[Saved dataset items]
::::::::::
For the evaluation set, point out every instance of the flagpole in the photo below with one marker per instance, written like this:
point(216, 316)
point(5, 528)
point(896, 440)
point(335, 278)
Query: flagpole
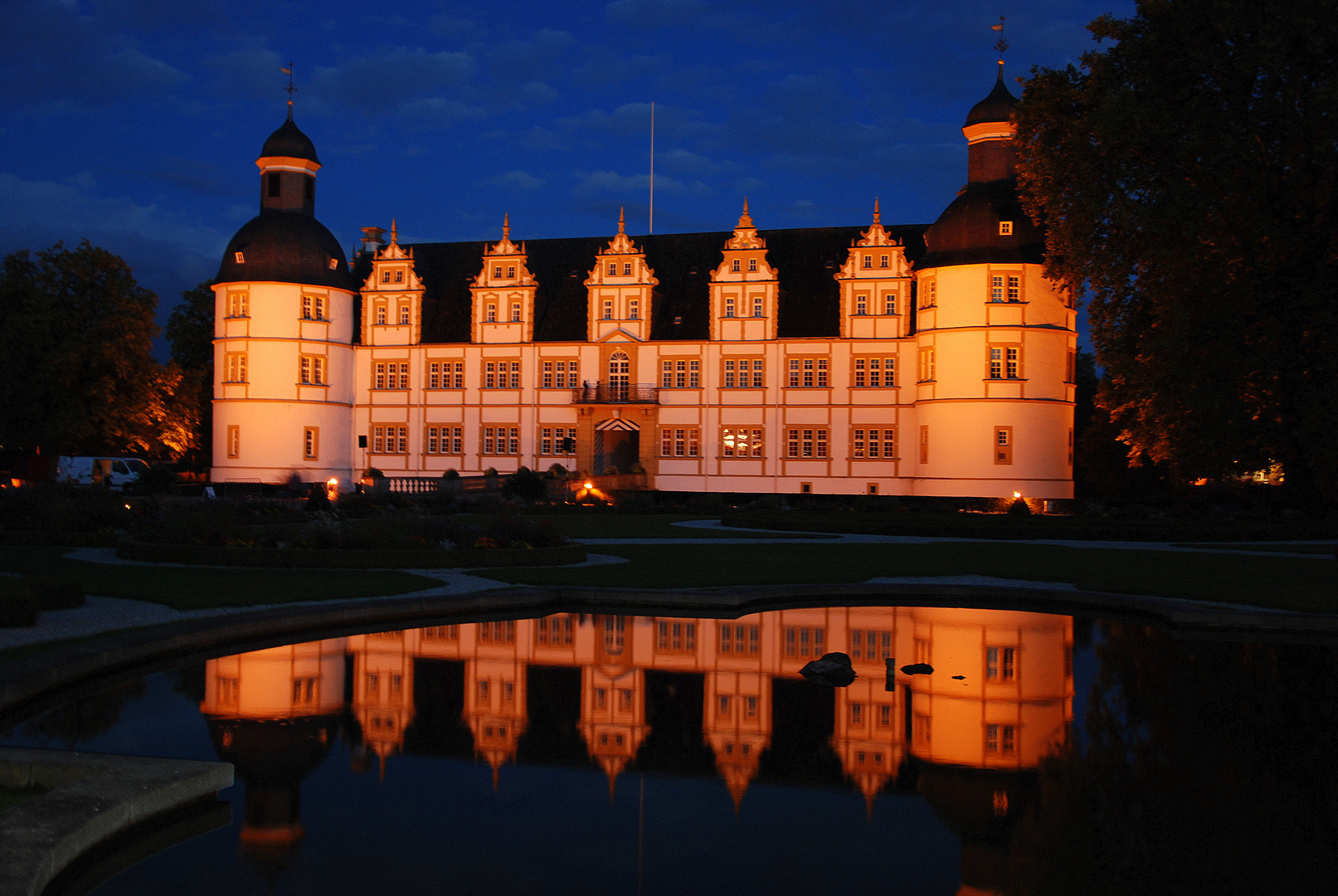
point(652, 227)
::::::::::
Aim of the task ▸ Retype the whole listing above line for line without changing anything, and leave the pictures out.

Solution ▸
For the evaluation set, point out every instance of the flagpole in the photo below with one marker per instance, written like this:
point(216, 316)
point(5, 528)
point(896, 440)
point(335, 278)
Query: flagpole
point(652, 227)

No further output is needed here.